[Passage Boundary: Start]
I was sufficiently intrigued by the sheer diversity of terms for these things, that I held a poll on it. "Join table" was the clear winner, but "map", "link(|ing|y])", and "(x|cross|)ref(|erence])" all had multiple endorsements.
Edited 2014-07-11 02:47 (UTC)
siderea: (Default)

[personal profile] siderea 2014-07-11 02:49 am (UTC)(link)
I recently heard somebody recommend denormalizing data to solve some problem!

Just to make clear: denormalization is the necessary and normal output of any interesting query. Denormalization is fine in output.

Storing data denormalized... denormalizing is the devil you make deals with, see.

ETA: Wait, what do you mean by "denormalization"? In RDBMSs, it means things like "multiple authors means multiple rows in the Publications table". Your result set of "books and their authors" will look like:
The C Programming Language                        | Kernighan
The C Programming Language                        | Ritchie
Structure and Interpretation of Computer Programs | Abelson 
Structure and Interpretation of Computer Programs | Sussman

But you don't ever store it that way, except in some sort of cache, because data hygiene gets hard/impossible.
Edited 2014-07-11 03:03 (UTC)

[identity profile] zare-k.livejournal.com 2014-07-11 04:58 am (UTC)(link)
"I recently heard somebody recommend denormaliing data to solve some problem!"

Generally motivated by performance concerns. There is some cost to joining a bunch of entities back together for aggregation. Although, you will occasionally hear a blanket "joins are bad!" which is just silly... especially with current RDBMSes that have very advanced query optimizers.

[identity profile] zare-k.livejournal.com 2014-07-11 05:01 am (UTC)(link)
Interesting! I hear "join table" a lot also.
dsrtao: dsr as a LEGO minifig (Default)

[personal profile] dsrtao 2014-07-11 02:08 pm (UTC)(link)
[Passage Boundary: End]
[Study material Boundary: Start]
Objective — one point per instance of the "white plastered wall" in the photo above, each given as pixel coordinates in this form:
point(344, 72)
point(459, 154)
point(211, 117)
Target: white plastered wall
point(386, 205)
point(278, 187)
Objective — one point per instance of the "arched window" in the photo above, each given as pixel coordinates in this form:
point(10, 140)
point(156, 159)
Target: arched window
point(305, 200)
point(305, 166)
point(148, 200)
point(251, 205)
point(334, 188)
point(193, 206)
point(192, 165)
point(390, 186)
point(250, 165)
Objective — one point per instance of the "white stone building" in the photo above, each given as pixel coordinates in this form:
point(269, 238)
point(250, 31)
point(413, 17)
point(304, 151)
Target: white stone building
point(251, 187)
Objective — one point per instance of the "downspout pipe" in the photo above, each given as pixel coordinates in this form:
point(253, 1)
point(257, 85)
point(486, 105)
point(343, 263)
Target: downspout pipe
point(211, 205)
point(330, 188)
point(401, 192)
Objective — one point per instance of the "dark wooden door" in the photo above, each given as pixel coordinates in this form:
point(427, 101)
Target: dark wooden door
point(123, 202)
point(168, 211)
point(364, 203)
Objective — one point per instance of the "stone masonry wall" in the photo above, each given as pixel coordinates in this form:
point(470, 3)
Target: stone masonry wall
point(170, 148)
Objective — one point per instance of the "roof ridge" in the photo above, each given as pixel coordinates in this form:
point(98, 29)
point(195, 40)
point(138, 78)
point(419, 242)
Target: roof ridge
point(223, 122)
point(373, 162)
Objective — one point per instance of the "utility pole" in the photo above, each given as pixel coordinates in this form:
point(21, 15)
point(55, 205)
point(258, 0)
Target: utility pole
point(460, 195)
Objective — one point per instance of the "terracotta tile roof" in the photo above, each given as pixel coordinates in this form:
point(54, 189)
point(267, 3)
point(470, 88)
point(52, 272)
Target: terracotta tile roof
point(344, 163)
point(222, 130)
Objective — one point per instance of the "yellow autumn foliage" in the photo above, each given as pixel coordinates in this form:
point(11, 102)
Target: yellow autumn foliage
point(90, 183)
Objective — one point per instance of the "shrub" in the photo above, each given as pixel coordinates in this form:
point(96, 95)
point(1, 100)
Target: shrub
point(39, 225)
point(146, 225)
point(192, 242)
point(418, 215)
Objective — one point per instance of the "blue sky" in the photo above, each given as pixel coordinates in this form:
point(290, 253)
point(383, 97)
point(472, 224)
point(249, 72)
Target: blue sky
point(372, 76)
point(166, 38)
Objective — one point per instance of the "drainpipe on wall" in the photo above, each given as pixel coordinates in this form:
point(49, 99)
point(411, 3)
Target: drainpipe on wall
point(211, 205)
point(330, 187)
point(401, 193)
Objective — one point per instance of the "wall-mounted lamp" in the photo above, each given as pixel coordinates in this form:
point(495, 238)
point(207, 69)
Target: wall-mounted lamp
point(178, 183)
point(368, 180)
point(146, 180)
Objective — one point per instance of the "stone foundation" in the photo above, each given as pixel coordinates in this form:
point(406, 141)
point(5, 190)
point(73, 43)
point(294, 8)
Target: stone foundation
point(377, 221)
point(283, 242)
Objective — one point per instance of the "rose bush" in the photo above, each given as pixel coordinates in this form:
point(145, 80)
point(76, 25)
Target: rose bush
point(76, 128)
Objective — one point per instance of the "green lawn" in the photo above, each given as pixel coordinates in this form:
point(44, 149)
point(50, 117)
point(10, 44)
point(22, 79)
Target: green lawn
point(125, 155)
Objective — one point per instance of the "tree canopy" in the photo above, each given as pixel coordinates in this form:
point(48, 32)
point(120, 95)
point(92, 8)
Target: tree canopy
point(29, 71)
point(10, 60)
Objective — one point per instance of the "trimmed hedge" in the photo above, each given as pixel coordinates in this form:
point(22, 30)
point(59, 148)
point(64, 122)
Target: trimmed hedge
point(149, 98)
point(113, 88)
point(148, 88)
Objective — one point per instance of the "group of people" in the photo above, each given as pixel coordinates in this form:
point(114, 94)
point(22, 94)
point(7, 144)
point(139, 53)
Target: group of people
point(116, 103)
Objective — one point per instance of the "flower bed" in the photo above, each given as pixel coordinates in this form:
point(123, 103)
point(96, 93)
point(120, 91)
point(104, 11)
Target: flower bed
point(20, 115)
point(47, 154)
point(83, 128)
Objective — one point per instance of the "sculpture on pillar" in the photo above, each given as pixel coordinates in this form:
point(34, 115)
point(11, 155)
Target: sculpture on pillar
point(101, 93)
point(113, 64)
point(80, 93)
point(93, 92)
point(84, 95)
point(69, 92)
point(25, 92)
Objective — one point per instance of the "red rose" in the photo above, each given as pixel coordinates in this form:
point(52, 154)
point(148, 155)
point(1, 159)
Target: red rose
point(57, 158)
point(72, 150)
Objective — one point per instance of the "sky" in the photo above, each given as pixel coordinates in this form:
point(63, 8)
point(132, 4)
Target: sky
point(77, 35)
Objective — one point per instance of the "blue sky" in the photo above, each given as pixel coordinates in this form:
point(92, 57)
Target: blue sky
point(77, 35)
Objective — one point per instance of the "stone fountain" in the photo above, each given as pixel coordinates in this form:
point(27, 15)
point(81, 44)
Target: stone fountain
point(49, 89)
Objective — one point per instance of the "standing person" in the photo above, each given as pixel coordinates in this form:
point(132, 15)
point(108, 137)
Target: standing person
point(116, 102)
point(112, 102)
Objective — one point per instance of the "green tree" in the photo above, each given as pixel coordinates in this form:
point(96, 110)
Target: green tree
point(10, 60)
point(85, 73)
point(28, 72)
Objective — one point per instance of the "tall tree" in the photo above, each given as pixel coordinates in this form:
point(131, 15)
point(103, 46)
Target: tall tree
[Study material Boundary: End]
• **Required action A**
Answer these questions from the database thread, one answer per line, marked as the questions are:
(i) Which term was the clear winner of the poll?
(ii) According to the thread, in what is denormalization fine?
(iii) What generally motivates recommendations to denormalize data?
• **Required action B**
Summarize the database thread in two sentences.
• **Required action C**
Proceed with the database thread from where it stops.
The rows were taken from a separate source.

• **Response A**
(i) "Join table"
(ii) In output
(iii) Performance concerns

• **Response B**
A poll on the diverse terms for these things found "join table" the clear winner, and one participant holds that denormalization is normal and fine in query output but should not be used for storage, except in some sort of cache, because data hygiene becomes hard or impossible. Another reply says denormalizing is generally motivated by performance concerns over the cost of joining entities back together, although a blanket "joins are bad!" is silly given the very advanced query optimizers of current RDBMSes.

• **Response C**
Your schema holds the data you think is important, but in any non-trivial project, this will change repeatedly over the course of the work. An awful lot of people seem to think that it's a good idea to start by defining your schema, and then never think about it again. They are almost certainly wrong. However, if your SQL is tightly linked into your code, it will be difficult to change your schema without changing everything else.

That's why everybody* uses a toolkit. If it's a good toolkit, it does what you want long-term, including schema migrations and reversions and differentiating test environments from production. If it's a bad toolkit, it does what you want short term but breaks when you outgrow it. And if it's an awful toolkit, it doesn't do anything better than writing a library of SQL statements with placeholders and bind variables wouldn't do better.

https://en.wikipedia.org/wiki/List_of_object-relational_mapping_software is not comprehensive, but is a plausible overview.



*No, not really everybody. But most people on most projects.

[identity profile] dvarin.livejournal.com 2014-07-17 12:57 am (UTC)(link)
Huh. Possibly I spend too much time with ORM frameworks, but conceptually (data-only) objects and tables seem pretty much the same to me. They're both just collections of fields. The tricky bits happen when you try to represent object relations, which is what you're asking about, and other people have explained better.
The way I deal with it practically is that I have a little mental decision tree with about three branches based on the type, multivaluedness, and reciprocity of the object reference field, and then each leaf on the tree maps to some archetypical RDB structure that represents that reference type. It doesn't actually take that long to build this up.

goldsquare's comment that relationships in RDBland can be dynamic queries is worth emphasizing. If in objectland you have a Patient who has a list of Prescription, the Patient has a List<Prescription> multivalue objref and the Prescription has a "patient" objref. In RDBland this manifests itself as a "patient_id" foreign key column on the prescription table and nothing in the patient table. Physically, only prescriptions reference patients. Conceptually, a patient is linked to its prescriptions by the query SELECT * FROM prescription WHERE patient_id = [the patient id], which, because this is an RDB and you probably indexed that column, is reasonably fast.